### Directive:
Rewrite the stretch of entries from the start through the line containing "163), (148, 158)]", requests included, and leave out the pictures. Multiply every coordinate in the answer outlines by 2.6 and round to whole numbers with halves rounded up, leaving the numbers in the requests and their format samples unchanged.

Entries taken from a collection:
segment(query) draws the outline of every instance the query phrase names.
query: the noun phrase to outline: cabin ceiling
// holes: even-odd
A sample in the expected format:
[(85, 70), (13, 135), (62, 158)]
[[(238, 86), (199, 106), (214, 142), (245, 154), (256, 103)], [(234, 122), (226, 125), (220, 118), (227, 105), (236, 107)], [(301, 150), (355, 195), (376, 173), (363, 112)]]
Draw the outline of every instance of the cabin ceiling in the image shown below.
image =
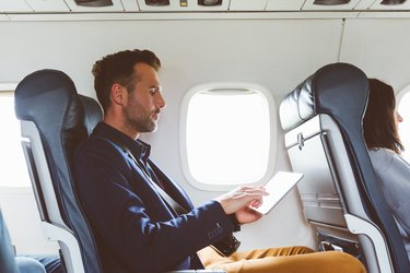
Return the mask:
[[(108, 4), (108, 5), (104, 5)], [(0, 21), (30, 14), (403, 12), (410, 0), (0, 0)]]

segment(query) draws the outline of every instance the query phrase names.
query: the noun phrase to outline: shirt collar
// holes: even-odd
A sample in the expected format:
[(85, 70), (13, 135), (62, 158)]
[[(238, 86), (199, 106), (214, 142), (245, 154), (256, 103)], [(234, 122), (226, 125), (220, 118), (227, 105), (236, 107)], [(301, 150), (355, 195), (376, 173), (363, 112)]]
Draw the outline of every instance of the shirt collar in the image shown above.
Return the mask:
[(150, 157), (151, 145), (138, 139), (133, 140), (103, 121), (101, 121), (94, 128), (92, 135), (101, 135), (115, 142), (120, 141), (131, 151), (132, 155), (137, 157), (137, 159), (141, 159), (147, 163), (148, 158)]

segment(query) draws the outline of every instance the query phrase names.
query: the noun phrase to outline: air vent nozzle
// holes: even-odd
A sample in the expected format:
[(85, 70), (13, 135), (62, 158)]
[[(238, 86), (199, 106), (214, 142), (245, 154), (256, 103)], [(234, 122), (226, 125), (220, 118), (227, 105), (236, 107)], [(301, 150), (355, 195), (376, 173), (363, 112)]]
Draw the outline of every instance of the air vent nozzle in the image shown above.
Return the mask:
[(339, 4), (347, 4), (350, 0), (315, 0), (314, 4), (320, 5), (339, 5)]
[(85, 7), (109, 7), (113, 5), (112, 0), (74, 0), (78, 5)]

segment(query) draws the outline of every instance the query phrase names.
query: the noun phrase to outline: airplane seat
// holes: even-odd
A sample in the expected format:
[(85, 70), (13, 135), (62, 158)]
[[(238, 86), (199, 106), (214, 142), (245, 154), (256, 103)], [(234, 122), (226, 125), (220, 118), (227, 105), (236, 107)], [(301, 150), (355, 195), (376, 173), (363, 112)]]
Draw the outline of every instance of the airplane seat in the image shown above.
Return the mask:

### In response:
segment(query) draws the outline of every instance the query phrase names.
query: the noun phrase to outline: cabin ceiling
// holes: even-odd
A sample in the expected format:
[(85, 70), (13, 135), (62, 158)]
[[(238, 86), (199, 106), (214, 142), (245, 154), (256, 103)], [(234, 122), (226, 125), (220, 118), (227, 105), (236, 107)], [(301, 150), (355, 195), (376, 173), (363, 112)]]
Draw the outline of every instance of the cabin ceiling in the image shown below.
image =
Return the mask:
[[(281, 10), (281, 13), (270, 13)], [(0, 55), (78, 36), (1048, 31), (1066, 0), (0, 0)]]

segment(query) draws the outline of every instance the query phrase names.
query: the noun phrase to outline: shirt collar
// holes: even-odd
A sample in the expected format:
[(85, 70), (13, 135), (62, 158)]
[[(238, 86), (199, 106), (214, 142), (245, 154), (256, 103)], [(234, 122), (226, 125), (220, 118), (227, 105), (236, 107)], [(301, 150), (355, 195), (376, 173), (363, 112)]]
Draw the outline of every instance of the shirt collar in the image shown above.
Return the mask:
[(390, 408), (393, 377), (359, 361), (346, 364), (268, 315), (263, 315), (244, 333), (239, 351), (263, 351), (299, 369), (312, 367), (341, 393), (343, 403), (356, 408), (356, 413), (367, 413), (382, 424), (385, 411)]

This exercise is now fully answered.